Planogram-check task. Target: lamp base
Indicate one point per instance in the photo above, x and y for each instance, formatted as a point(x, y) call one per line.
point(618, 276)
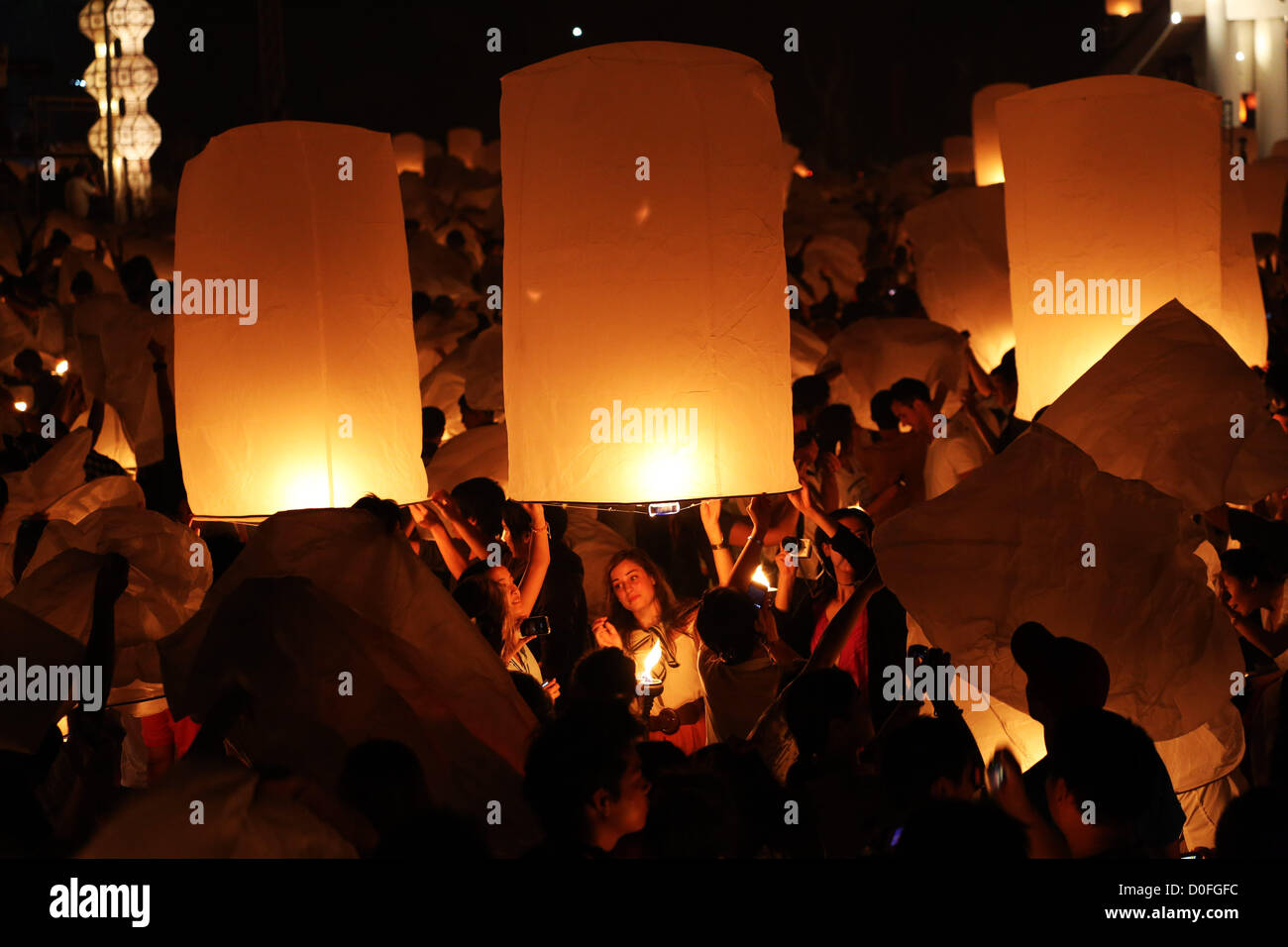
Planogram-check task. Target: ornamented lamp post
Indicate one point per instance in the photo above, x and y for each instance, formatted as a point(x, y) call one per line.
point(134, 77)
point(125, 137)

_Task directions_
Each entry above should be restated word for word, though no picture may appear in the copy.

_Result for this task_
Planogram-check task. Target: lamp base
Indicate one point per instance in the photo above, x and y for each instance, formatted as a point(x, y) call one per line.
point(618, 276)
Planogram-check task. Target: ornamented lamp post
Indicate one point per instance in the photo above, x and y for each instance, formatted as a point(x, y) call one per line.
point(134, 77)
point(125, 137)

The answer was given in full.